Excerpts from a point labeling dataset:
================

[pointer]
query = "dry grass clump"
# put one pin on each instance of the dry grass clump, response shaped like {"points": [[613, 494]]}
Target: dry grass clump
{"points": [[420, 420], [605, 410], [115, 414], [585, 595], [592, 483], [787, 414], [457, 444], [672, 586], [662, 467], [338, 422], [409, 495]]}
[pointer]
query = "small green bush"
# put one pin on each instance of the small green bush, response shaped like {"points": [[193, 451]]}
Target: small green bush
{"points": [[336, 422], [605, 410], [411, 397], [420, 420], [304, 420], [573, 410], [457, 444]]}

================

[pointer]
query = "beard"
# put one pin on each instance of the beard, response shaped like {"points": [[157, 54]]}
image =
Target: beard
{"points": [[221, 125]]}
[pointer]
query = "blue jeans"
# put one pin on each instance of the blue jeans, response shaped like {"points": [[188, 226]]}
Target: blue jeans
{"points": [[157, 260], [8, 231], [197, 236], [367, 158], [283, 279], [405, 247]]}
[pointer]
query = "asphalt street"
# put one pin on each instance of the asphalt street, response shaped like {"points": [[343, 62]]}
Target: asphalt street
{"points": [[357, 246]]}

================

• Task brief:
Locate each line in the entries above that contains the word "asphalt", and copy those lines.

• Answer below:
query = "asphalt street"
# put one pin on each instance of the asphalt street, response shaped like {"points": [[343, 62]]}
Target: asphalt street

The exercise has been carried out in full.